• _Pointing records_
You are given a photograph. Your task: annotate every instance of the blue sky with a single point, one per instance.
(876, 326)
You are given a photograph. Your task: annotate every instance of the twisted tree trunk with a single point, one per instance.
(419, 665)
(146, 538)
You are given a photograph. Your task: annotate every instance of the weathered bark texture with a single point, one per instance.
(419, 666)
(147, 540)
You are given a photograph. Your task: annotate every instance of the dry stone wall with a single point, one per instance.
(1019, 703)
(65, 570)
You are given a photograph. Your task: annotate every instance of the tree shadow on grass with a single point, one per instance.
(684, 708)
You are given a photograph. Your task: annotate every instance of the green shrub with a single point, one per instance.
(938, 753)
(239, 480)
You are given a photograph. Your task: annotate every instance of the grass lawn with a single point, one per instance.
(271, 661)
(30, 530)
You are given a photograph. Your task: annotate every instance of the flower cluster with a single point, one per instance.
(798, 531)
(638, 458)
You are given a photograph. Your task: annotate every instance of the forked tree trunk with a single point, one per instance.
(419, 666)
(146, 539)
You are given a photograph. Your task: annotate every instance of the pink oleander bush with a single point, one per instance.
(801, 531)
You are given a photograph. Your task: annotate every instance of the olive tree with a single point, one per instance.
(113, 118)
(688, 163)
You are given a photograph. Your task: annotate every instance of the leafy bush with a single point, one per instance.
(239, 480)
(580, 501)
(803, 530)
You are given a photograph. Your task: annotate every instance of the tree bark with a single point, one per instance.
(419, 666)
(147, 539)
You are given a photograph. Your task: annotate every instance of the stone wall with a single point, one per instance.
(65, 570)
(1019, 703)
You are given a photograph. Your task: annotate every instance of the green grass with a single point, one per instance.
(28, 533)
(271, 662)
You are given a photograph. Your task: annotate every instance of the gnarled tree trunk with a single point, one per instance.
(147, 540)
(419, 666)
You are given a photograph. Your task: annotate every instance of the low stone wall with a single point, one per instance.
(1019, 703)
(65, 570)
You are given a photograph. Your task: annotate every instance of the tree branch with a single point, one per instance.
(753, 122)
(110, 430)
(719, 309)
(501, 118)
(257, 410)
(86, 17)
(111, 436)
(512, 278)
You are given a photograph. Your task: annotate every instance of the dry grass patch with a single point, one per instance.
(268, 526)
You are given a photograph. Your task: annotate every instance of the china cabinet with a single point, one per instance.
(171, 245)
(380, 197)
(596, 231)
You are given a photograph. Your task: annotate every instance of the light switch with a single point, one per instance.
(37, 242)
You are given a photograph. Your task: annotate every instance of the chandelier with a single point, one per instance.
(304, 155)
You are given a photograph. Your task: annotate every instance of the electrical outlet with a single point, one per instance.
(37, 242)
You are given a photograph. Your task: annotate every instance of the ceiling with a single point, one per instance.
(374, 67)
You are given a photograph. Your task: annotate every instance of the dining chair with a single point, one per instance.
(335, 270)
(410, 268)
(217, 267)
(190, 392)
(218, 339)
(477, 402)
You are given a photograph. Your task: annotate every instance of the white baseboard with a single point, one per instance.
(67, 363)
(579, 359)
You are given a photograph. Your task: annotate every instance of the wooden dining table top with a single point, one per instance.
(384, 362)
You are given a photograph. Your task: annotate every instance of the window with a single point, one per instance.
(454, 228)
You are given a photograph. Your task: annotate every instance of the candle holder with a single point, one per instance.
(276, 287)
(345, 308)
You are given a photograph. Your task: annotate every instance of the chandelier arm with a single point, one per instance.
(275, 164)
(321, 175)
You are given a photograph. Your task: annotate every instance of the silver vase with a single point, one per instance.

• _EXERCISE REQUIREMENTS_
From the records above, extract each line exactly as shown.

• _ANSWER IN FULL_
You are given a photograph. Your task: annotate every instance of the blue sky with a single point, one per instance.
(876, 326)
You are given a photograph. Your task: annotate every instance of the twisted tree trunk with a single point, one per instance.
(419, 665)
(146, 538)
You are given a photograph. Your task: annotate every instance of the weathered bark texture with a single point, one per instance.
(419, 666)
(147, 540)
You are given a photograph. Your task: annotate every instance of the dry stone wall with a single point, one per instance.
(1019, 703)
(65, 570)
You are given a photograph. Your task: annotate every instance of the tree shadow on grass with a single point, one per instance.
(684, 708)
You are given a photograph. Your task: annotate every instance of the green shrub with a single point, one per instance.
(938, 753)
(239, 480)
You are given a photograph. Your task: annotate every instance of the grass lawn with a single point, one per instance.
(271, 661)
(30, 530)
You are given a photograph. Your task: annotate every instance of the flower cluster with a single point, one per instance.
(798, 531)
(638, 458)
You are given a photograph. Your task: annotate every instance of the forked tree trunk with a single point, one per instance.
(419, 666)
(146, 539)
You are given a photograph. Your task: annotate every instance of the pink oleander bush with a single point, one per instance.
(801, 531)
You are given a photograph. Your task: annotate every instance of the olive tree with a single point, one per instance.
(113, 118)
(688, 163)
You are given a photograph. Your task: annotate every instance of the leafy bush with a single point, one per instance.
(239, 480)
(580, 501)
(803, 530)
You are given a photograph. Your task: annotate every instance of the tree bark with a single point, one per instance.
(419, 666)
(147, 539)
You are given a photograph. Your task: annotate every instance of the stone wall with a single point, one per instance.
(65, 570)
(1019, 703)
You are given a photograph. Your task: annotate every instance of the green grass with a single point, one per instance.
(28, 533)
(271, 662)
You are given a photograph. Your task: annotate every instance of the gnarled tree trunk with a single point, one per instance.
(147, 540)
(419, 666)
You are given a photograph. Your task: annotate every instance of the low stone wall with a single point, one per instance.
(1019, 703)
(65, 570)
You are given a photograph. Your task: annotate every instance of the tree branch with a single point, one per instance.
(753, 122)
(110, 430)
(719, 309)
(501, 118)
(257, 410)
(86, 17)
(111, 436)
(512, 278)
You are given a photograph. Your task: annotate every instance of the dry grass patch with a single point, one per instance.
(268, 526)
You are given a photograph. Your task: annotate every instance of the china cabinet with a single point, one per instance.
(171, 245)
(380, 197)
(596, 231)
You are given a photograph. Your task: annotate every instance of the light switch with a single point, one per instance.
(37, 242)
You are given a photograph. Your task: annotate every instance of the chandelier with a single point, one per instance.
(304, 155)
You are given a photograph. Your task: annotate every instance of the electrical outlet with a single point, one per instance.
(37, 242)
You are given a photograph. Your task: annotate every instance of the ceiling with a single point, one per instance.
(374, 67)
You are given a photograph. Your task: annotate every instance of the dining chair with a single point, one per instance.
(335, 270)
(410, 268)
(217, 267)
(190, 392)
(218, 339)
(477, 402)
You are given a photograph. Your task: annotate every instance of the white baseboard with a single point, one per instance.
(67, 363)
(579, 359)
You are given a photograph. Your task: annotate every instance of the wooden dining table top with a single point, one per instance.
(384, 362)
You are given a photograph. Your task: annotate every instance of the window with a single point, one per instance.
(454, 228)
You are given a photograph. Your task: annotate every instance of the candle holder with a single point, one per instance.
(276, 287)
(345, 308)
You are given a photograph. Your task: annotate every instance of the chandelier arm with a single point, one per instance.
(275, 164)
(321, 175)
You are given a photograph. Your task: annotate every instance of the silver vase with a single point, one per instance.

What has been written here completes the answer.